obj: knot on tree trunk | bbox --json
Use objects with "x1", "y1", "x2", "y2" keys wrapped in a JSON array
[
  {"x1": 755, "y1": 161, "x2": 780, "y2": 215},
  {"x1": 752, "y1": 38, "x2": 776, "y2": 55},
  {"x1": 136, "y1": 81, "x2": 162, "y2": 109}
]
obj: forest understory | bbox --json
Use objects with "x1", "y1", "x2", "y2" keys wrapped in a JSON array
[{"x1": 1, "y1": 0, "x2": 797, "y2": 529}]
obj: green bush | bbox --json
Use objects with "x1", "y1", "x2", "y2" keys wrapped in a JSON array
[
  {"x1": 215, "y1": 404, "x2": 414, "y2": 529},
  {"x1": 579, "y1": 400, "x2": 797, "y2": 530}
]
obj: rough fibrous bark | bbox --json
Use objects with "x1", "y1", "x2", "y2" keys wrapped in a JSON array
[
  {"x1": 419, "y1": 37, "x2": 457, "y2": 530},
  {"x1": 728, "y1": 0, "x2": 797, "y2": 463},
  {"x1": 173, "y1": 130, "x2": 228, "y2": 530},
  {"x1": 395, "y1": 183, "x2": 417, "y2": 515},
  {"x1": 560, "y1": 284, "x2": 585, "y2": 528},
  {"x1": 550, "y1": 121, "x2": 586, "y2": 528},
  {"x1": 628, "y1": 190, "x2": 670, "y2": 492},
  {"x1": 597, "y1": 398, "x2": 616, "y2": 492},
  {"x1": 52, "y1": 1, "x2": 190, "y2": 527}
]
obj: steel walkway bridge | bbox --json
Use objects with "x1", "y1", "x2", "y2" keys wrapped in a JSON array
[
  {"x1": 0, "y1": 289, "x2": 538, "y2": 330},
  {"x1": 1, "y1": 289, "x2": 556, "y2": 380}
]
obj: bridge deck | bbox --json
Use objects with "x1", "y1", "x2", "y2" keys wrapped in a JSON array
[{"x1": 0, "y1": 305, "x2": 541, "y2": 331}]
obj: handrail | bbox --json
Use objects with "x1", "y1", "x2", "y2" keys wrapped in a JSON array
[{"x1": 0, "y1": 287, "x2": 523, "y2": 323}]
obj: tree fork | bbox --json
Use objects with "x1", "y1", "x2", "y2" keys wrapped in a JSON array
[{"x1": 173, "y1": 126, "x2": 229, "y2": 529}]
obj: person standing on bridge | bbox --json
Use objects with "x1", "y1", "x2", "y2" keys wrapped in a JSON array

_EXERCISE INSTRUCTIONS:_ Return every line of the material in which the word "bbox" is found.

_WRITTEN ANSWER:_
obj: knot on tree trunk | bbox --json
obj: forest understory | bbox --json
obj: green bush | bbox --json
obj: rough fibrous bark | bbox --json
obj: steel walkway bridge | bbox --json
obj: bridge deck | bbox --json
obj: handrail | bbox --json
obj: tree fork | bbox --json
obj: person standing on bridge | bbox --json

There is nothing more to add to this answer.